**Problem to solve:** Scan the lines below for the word "beanie". Copy each line you find it in.
|---|
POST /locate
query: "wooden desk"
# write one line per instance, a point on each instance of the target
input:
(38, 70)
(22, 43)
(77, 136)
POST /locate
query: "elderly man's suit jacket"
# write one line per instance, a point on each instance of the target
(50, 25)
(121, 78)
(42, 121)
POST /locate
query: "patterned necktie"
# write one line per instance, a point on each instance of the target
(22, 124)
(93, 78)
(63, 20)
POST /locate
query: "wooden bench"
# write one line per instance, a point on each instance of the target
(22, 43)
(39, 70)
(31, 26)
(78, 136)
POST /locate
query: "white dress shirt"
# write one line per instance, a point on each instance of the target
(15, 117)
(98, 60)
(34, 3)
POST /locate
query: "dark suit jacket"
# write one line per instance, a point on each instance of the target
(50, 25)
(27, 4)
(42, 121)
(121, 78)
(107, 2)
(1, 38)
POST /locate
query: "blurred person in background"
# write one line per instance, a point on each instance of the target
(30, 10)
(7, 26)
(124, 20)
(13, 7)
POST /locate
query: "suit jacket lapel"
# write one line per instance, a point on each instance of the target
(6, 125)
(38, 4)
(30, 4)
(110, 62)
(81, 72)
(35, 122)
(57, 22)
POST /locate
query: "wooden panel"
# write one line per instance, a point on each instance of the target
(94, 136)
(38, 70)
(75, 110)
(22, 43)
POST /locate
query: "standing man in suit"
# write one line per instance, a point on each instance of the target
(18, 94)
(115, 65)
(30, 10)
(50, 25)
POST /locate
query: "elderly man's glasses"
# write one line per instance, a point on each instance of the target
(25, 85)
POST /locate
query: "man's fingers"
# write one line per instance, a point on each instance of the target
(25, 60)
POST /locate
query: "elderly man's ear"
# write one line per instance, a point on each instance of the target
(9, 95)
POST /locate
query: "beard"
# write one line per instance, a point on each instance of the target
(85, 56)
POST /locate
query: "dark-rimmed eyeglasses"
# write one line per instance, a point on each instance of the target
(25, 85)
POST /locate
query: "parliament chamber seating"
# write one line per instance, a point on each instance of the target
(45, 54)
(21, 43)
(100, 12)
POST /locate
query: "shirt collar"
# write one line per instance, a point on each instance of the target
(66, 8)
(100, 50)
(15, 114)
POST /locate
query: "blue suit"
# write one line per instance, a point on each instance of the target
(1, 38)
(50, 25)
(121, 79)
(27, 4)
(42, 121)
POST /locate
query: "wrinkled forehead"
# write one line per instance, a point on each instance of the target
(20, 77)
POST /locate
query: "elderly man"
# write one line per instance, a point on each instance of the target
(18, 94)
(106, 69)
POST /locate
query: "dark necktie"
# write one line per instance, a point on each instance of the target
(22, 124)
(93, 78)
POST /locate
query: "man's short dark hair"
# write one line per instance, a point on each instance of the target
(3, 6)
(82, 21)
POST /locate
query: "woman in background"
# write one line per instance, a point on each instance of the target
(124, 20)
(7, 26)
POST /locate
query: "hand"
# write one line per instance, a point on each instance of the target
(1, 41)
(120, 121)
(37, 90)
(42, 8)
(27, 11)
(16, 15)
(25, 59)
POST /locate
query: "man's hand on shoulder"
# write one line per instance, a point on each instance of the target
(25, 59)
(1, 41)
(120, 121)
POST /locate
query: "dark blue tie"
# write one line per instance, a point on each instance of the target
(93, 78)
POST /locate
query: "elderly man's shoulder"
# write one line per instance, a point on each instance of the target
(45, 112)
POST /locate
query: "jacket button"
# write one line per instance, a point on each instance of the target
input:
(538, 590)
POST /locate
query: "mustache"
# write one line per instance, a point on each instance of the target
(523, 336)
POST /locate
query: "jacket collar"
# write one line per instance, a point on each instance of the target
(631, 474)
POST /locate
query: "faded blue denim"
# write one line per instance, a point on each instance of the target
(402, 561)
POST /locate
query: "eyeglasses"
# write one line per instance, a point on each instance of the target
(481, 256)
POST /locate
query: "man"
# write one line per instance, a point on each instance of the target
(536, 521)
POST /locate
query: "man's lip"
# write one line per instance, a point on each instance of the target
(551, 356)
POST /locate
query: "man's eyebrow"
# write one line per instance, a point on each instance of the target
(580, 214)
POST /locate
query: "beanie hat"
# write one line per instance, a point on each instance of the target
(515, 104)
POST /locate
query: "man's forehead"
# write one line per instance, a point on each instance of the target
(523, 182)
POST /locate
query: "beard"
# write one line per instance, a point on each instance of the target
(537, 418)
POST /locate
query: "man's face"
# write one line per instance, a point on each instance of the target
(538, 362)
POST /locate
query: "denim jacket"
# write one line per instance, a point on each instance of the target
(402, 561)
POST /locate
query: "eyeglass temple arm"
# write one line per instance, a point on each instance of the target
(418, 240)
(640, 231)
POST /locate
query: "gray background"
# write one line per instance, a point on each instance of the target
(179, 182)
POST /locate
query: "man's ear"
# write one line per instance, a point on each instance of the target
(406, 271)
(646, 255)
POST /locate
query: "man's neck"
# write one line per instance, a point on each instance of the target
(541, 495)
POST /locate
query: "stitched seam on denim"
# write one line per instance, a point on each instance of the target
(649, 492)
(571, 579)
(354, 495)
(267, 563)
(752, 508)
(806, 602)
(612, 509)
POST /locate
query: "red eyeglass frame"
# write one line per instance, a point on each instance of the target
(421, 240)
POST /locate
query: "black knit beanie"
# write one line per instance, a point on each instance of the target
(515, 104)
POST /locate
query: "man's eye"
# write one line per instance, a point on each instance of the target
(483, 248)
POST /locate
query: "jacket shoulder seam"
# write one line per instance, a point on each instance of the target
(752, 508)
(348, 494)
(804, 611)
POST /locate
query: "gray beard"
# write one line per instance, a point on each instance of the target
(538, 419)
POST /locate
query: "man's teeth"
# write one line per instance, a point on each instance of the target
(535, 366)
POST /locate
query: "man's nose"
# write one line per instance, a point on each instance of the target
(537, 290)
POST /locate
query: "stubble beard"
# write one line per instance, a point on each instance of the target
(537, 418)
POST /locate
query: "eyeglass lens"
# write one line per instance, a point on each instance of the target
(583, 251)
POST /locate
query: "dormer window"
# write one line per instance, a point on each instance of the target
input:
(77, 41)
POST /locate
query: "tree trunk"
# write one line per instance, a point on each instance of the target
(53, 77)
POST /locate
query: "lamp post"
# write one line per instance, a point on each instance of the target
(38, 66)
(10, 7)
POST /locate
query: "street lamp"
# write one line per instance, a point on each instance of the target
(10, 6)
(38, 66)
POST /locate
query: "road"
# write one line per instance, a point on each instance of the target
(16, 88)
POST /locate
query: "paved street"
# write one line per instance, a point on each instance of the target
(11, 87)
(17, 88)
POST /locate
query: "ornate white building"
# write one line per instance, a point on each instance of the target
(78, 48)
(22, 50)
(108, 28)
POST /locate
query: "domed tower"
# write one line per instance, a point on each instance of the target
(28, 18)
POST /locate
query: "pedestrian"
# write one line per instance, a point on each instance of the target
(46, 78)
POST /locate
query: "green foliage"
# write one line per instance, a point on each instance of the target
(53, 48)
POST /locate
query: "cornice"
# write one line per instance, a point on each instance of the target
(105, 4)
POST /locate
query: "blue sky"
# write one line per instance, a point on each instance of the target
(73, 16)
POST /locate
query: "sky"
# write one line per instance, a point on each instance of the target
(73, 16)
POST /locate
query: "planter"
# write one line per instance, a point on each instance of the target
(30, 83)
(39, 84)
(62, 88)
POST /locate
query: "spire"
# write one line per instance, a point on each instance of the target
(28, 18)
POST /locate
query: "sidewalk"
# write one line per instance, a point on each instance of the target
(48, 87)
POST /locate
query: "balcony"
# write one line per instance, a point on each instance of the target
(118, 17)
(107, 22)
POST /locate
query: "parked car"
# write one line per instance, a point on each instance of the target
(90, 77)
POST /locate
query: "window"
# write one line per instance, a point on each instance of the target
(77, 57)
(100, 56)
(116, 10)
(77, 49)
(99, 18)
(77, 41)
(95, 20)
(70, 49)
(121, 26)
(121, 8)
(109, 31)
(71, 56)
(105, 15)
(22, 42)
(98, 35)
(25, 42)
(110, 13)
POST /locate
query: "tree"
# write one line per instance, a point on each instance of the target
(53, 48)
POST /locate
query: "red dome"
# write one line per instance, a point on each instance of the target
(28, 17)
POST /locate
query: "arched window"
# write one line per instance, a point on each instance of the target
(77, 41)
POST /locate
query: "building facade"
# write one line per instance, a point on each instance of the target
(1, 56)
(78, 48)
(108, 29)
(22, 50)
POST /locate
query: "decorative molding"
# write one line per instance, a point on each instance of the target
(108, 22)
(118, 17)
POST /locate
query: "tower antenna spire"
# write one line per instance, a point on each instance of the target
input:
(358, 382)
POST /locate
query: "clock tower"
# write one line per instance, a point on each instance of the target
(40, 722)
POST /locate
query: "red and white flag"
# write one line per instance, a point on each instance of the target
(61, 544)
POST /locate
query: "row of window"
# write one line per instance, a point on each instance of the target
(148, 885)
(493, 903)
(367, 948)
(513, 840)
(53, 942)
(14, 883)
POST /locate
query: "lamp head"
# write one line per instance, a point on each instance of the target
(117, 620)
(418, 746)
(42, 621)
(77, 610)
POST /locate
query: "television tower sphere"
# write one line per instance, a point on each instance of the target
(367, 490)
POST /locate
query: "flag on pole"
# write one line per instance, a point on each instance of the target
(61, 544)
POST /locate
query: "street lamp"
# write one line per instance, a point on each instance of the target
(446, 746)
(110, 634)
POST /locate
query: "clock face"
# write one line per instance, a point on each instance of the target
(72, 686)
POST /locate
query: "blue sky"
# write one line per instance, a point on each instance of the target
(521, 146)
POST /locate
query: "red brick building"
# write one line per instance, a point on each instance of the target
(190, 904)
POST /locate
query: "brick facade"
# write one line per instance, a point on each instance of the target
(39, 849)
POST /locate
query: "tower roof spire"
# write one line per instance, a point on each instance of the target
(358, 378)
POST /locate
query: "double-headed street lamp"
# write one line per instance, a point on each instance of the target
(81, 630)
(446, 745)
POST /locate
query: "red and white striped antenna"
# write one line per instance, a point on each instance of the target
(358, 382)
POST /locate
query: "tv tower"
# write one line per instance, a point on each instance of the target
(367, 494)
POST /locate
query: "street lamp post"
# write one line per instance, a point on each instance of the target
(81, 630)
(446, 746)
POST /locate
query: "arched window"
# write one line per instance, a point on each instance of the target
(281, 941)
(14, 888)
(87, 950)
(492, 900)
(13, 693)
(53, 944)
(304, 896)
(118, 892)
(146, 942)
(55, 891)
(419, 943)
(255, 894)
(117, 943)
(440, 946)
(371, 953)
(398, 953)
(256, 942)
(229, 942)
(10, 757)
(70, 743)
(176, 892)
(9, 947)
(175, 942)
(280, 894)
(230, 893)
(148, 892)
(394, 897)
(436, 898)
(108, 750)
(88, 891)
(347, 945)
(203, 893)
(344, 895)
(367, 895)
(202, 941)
|---|
**Task answer:**
query: "beanie hat"
query: "black knit beanie"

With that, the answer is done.